I know Dry January has been a thing for a few years now (since 2014, according to some), but it seems like each year I end up hearing more and more about people deciding to abstain from drinking alcohol for the month of January.  

As someone who was straight-edge in high school and much of college, I can tell you from first-hand experience that there is nothing more obnoxious than someone who won’t shut up about how they don’t drink (it’s me, I’m obnoxious).  So how has staying on the wagon become such a huge bandwagon?  Well, I have a few, not-really-based-on-any-real-factual-grounds theories as to why…

Resolution Lite 

New year, new me! It’s New Year’s Resolution season, where- not to be too cynical- everyone lies to themselves about wanting to make a big change in their lives and doesn’t quite follow through with it in the long-term.  Thus, saying you’ll quit drinking for 1 month sounds like a reasonably attainable goal to set for yourself.  It’s arguably more about the sense of accomplishment for seeing something through to the end than any real self-improvement, but y’know, sometimes that kind of sense of accomplishment can lead to you putting your mind to doing other, more impactful things.  Or something? jfc, I’m one bullet in and I’ve already lost the plot.

Less Barhopping

Despite people’s insistence that we’re bouncing back (Omicron whomst?), many are finding that a night out at a crowded bar just doesn’t hit like it used to.  And, maybe this applies to only me, but I feel like I rarely get the urge to drink outside of those kinds of settings.  Plus, January’s too cold to be going out anyways, if you really need a night of chaotic sloppiness with your friends just stay in and play one of the Jackbox games or something. 

New Year’s Hangover

These aren’t college kids doing Dry January, it’s, at the youngest, mid-20-somethings and up.  These are people for whom it’s not unfeasible that, after a night of drinking cheap champagne, they might say “let’s not do that again for a month or so.”

Mocktails

I’m not sure if this is a chicken-or-egg situation, but the past few years have also seen a rise in mocktails.  And I don’t mean sauntering up to the bar and mumbling an order for a virgin pina colada, I mean drinks with names that sound just like all the other drinks on the menu, but just happen to not have alcohol in it.

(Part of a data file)
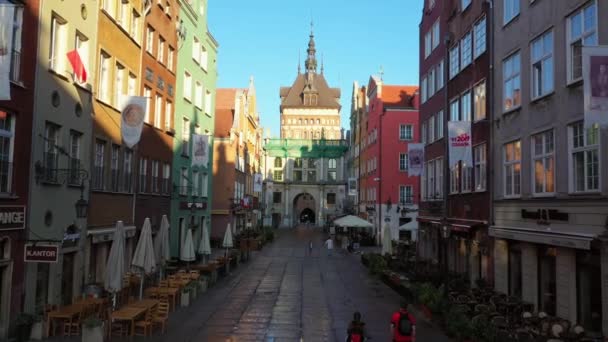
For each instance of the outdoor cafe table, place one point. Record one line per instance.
(171, 292)
(65, 313)
(128, 313)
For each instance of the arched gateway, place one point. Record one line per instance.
(304, 208)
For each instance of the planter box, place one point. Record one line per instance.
(185, 299)
(94, 334)
(38, 330)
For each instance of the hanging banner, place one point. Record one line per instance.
(352, 186)
(415, 156)
(257, 182)
(595, 85)
(6, 48)
(200, 148)
(132, 122)
(459, 139)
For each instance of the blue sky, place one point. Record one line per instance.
(263, 38)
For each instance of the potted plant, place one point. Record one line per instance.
(23, 326)
(92, 329)
(37, 329)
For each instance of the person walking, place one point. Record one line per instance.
(403, 325)
(329, 243)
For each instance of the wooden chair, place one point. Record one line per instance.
(162, 315)
(144, 327)
(73, 326)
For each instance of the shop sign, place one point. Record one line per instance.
(41, 253)
(12, 217)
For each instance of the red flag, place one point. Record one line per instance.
(77, 66)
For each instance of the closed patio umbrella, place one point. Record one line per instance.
(387, 241)
(227, 243)
(204, 247)
(144, 259)
(115, 265)
(161, 244)
(187, 252)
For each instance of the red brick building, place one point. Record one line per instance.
(392, 123)
(16, 131)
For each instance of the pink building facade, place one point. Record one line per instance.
(390, 193)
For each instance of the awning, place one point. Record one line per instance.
(570, 240)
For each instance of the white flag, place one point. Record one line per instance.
(595, 85)
(415, 156)
(6, 49)
(460, 142)
(132, 119)
(200, 150)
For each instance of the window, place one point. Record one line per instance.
(405, 132)
(405, 194)
(543, 160)
(150, 40)
(198, 95)
(582, 31)
(465, 50)
(114, 168)
(196, 50)
(510, 10)
(168, 115)
(479, 30)
(455, 110)
(427, 44)
(170, 56)
(584, 158)
(403, 162)
(466, 178)
(127, 169)
(158, 111)
(195, 183)
(164, 188)
(58, 47)
(143, 175)
(135, 24)
(104, 77)
(435, 35)
(82, 46)
(15, 67)
(439, 125)
(74, 166)
(148, 97)
(479, 155)
(511, 78)
(542, 65)
(479, 107)
(132, 84)
(51, 158)
(454, 61)
(204, 58)
(119, 84)
(183, 181)
(186, 138)
(98, 175)
(454, 179)
(276, 197)
(465, 103)
(512, 169)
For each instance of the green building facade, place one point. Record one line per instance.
(194, 114)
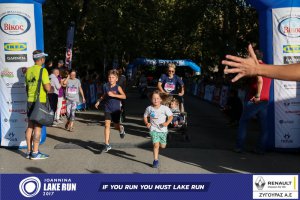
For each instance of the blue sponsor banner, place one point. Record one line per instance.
(130, 186)
(15, 46)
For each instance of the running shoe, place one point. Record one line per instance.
(38, 156)
(155, 164)
(28, 155)
(122, 132)
(107, 148)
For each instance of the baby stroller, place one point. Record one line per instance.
(179, 128)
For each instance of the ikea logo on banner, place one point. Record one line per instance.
(291, 48)
(16, 46)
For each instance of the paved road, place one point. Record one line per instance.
(210, 149)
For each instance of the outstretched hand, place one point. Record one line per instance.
(242, 66)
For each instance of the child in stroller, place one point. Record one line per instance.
(178, 117)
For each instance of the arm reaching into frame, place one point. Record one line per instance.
(250, 67)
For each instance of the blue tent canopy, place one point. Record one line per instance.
(158, 62)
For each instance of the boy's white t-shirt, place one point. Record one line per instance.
(158, 117)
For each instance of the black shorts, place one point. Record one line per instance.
(113, 116)
(30, 107)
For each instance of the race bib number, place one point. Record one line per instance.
(72, 90)
(169, 87)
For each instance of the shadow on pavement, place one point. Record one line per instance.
(123, 154)
(89, 145)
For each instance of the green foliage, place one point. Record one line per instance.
(201, 30)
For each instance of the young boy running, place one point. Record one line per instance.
(158, 124)
(112, 95)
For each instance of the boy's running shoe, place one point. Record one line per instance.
(155, 164)
(122, 132)
(38, 156)
(28, 155)
(107, 148)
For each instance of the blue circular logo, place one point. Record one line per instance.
(290, 27)
(30, 187)
(14, 24)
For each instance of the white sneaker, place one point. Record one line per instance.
(122, 132)
(59, 121)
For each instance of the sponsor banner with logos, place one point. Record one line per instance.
(286, 48)
(148, 186)
(275, 186)
(17, 42)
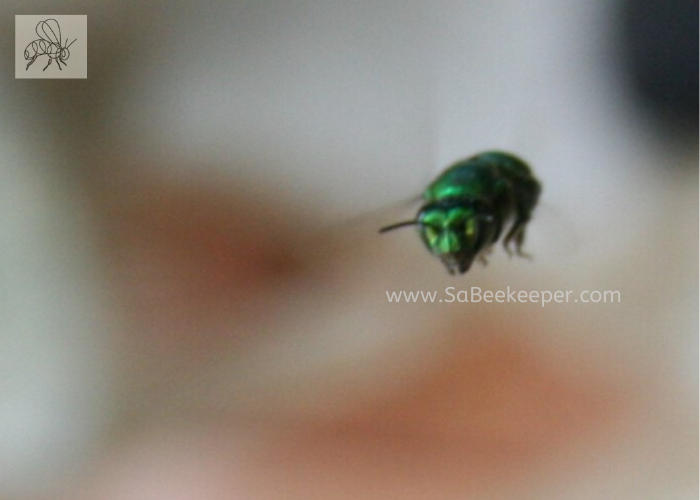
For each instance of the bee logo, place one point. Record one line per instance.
(49, 44)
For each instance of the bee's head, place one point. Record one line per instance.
(454, 231)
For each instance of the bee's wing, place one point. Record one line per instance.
(50, 31)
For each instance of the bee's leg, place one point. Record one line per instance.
(527, 197)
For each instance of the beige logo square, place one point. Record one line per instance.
(50, 46)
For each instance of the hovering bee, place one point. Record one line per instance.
(466, 208)
(49, 43)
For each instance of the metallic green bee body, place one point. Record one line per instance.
(466, 208)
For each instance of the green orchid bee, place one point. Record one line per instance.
(467, 207)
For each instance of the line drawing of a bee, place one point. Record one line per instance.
(49, 43)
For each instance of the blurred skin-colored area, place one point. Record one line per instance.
(193, 291)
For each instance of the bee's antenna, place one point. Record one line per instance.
(399, 225)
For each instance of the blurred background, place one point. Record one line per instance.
(193, 294)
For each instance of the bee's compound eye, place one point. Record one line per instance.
(430, 232)
(470, 228)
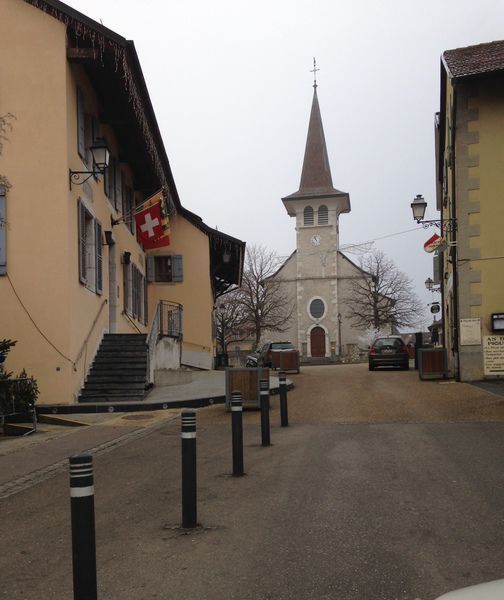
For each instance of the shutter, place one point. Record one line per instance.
(98, 258)
(178, 273)
(81, 211)
(3, 231)
(126, 288)
(150, 268)
(81, 126)
(118, 186)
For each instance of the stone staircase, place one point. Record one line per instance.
(118, 372)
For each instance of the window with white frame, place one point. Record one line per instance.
(165, 269)
(323, 215)
(308, 215)
(135, 292)
(90, 249)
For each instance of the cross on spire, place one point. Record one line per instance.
(314, 71)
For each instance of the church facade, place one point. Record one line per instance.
(317, 276)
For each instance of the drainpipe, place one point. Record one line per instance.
(453, 249)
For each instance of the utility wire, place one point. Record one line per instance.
(36, 326)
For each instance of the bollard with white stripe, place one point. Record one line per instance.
(83, 527)
(284, 414)
(188, 435)
(265, 427)
(237, 432)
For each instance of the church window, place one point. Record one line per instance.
(323, 215)
(308, 215)
(317, 308)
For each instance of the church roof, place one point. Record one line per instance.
(316, 179)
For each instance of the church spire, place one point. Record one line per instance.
(316, 174)
(316, 179)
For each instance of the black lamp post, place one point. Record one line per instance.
(101, 159)
(418, 207)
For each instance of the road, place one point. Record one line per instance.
(382, 488)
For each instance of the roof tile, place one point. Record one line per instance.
(475, 60)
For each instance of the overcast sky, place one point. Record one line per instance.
(231, 86)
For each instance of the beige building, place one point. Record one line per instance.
(71, 267)
(470, 178)
(317, 275)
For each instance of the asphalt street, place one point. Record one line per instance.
(382, 487)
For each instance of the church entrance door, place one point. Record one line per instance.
(317, 341)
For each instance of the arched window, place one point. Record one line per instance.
(323, 215)
(308, 215)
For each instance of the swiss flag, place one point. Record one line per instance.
(150, 228)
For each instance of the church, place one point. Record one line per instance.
(316, 276)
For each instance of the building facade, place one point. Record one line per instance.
(470, 179)
(72, 267)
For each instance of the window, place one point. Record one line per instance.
(135, 292)
(128, 207)
(317, 308)
(323, 215)
(308, 215)
(90, 249)
(167, 269)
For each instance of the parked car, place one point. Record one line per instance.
(263, 357)
(389, 351)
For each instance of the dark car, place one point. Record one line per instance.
(389, 351)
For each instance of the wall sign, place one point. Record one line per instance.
(493, 355)
(470, 332)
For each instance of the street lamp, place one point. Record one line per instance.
(418, 207)
(224, 359)
(101, 159)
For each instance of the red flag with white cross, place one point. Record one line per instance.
(151, 227)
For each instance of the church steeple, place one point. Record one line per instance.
(316, 175)
(316, 179)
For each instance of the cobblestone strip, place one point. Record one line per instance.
(26, 481)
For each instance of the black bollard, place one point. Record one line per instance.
(284, 414)
(188, 434)
(83, 527)
(264, 397)
(237, 432)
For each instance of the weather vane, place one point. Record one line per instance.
(314, 71)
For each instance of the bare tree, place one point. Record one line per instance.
(231, 320)
(265, 304)
(383, 298)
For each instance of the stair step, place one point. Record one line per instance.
(114, 358)
(114, 385)
(109, 399)
(111, 393)
(115, 378)
(118, 368)
(132, 337)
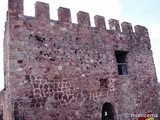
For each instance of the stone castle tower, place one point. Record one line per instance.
(59, 70)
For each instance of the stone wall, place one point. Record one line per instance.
(58, 70)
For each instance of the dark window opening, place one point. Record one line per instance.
(121, 62)
(108, 112)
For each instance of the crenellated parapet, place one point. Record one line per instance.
(42, 10)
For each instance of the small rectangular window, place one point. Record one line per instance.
(121, 62)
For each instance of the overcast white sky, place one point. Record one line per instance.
(143, 12)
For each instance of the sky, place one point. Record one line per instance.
(141, 12)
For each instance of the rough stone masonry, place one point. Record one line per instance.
(59, 70)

#### EXERCISE DIRECTIONS:
According to the Dry January post, since what year has Dry January been around, by some accounts?

#### SOLUTION:
Since 2014.